** begin Information supplied **

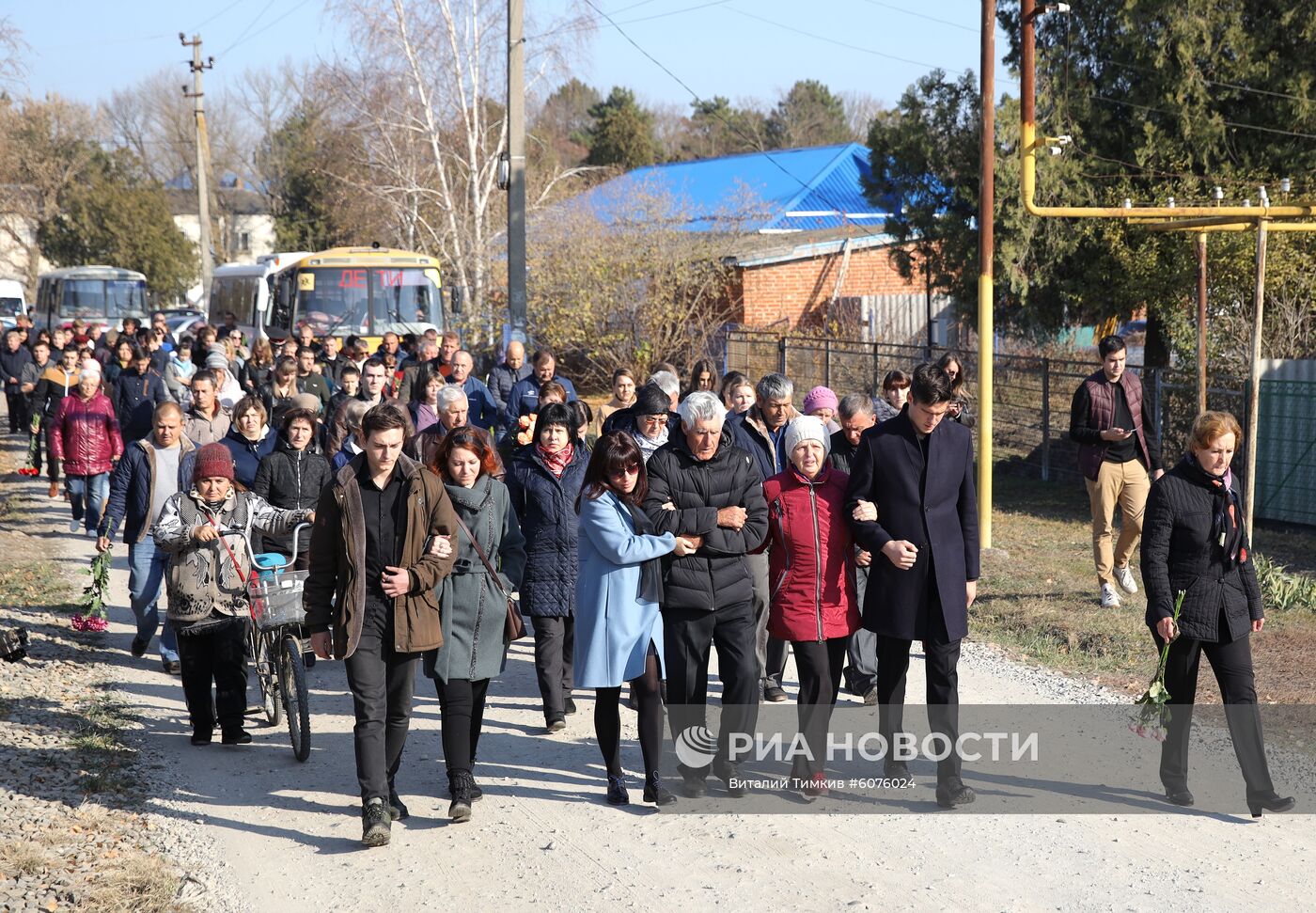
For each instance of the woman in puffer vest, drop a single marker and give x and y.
(811, 569)
(207, 586)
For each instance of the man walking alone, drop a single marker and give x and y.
(1119, 455)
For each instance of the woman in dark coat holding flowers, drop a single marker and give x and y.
(543, 480)
(473, 606)
(1194, 543)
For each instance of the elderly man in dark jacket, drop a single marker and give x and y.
(150, 471)
(137, 392)
(706, 488)
(855, 414)
(760, 432)
(370, 597)
(914, 483)
(504, 376)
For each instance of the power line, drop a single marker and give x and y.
(250, 25)
(857, 48)
(586, 26)
(197, 28)
(1233, 124)
(931, 19)
(266, 26)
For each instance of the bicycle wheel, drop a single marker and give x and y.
(267, 675)
(292, 685)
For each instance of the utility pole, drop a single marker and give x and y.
(203, 157)
(1259, 313)
(1201, 322)
(516, 167)
(986, 254)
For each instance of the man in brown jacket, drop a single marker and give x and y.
(370, 596)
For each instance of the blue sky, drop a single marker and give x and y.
(736, 48)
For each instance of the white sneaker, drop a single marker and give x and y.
(1124, 576)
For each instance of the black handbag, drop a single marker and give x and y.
(513, 629)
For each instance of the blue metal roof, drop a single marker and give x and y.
(789, 190)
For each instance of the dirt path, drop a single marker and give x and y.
(287, 833)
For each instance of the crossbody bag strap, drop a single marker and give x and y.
(489, 566)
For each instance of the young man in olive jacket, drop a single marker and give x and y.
(370, 596)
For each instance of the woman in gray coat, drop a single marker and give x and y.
(473, 608)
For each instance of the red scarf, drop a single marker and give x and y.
(558, 462)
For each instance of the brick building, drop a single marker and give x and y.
(808, 249)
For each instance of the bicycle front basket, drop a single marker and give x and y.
(276, 602)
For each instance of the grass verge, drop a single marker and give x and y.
(1040, 603)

** end Information supplied **

• [Exercise task] Could you update every item above so that "drop a single marker" reads "place one point" and nothing else changes? Leave the pictures out of your answer.

• [Finished exercise]
For each instance of the woman in puffer vest, place one point and give x and y.
(811, 569)
(207, 586)
For each instance of the man walking alone, place one point and give x and y.
(1119, 455)
For each instance of the woman in dark coat holding flowers, place one point and give x and y.
(543, 480)
(473, 606)
(1194, 543)
For each instance of the elderly man in dark jacket, place one point and give x and y.
(150, 471)
(137, 392)
(706, 488)
(855, 414)
(760, 432)
(370, 597)
(914, 483)
(504, 376)
For each instance of the power line, place one point and give x and y.
(250, 25)
(857, 48)
(586, 26)
(197, 28)
(1233, 124)
(931, 19)
(266, 26)
For each instance of the bicycle wheel, place one point and give x and y.
(267, 675)
(292, 685)
For each instance of the utility pole, place one point and give x and y.
(203, 157)
(1259, 313)
(1201, 322)
(516, 167)
(986, 254)
For each instance of the man in brown jacket, place one point and give x and y.
(370, 596)
For each instance of the blue sky, place one point and give x and y.
(736, 48)
For each instance of the white sneaker, place one point and give x and y.
(1124, 576)
For each instance of the black handbag, place one point and give x and y.
(513, 629)
For each instance of the blue metal roof, place one point and give x and y.
(789, 190)
For each instance of the dirt path, place one point and give x and y.
(287, 833)
For each instance of the crossbody bag strap, place one point and give x and y.
(489, 566)
For each instance of the young man in olive jacket, place one point and give x and y.
(370, 596)
For each instance of the woman in gray coat, place one point and give x and y.
(473, 608)
For each instance of the red scarf, place one point and give x and y.
(558, 462)
For each instance of the brick building, place one point and give x and y.
(808, 249)
For each instance of the bicycle front basket, place one point and give x and y.
(276, 602)
For each instance of the grass verge, place one point and give x and y.
(1040, 603)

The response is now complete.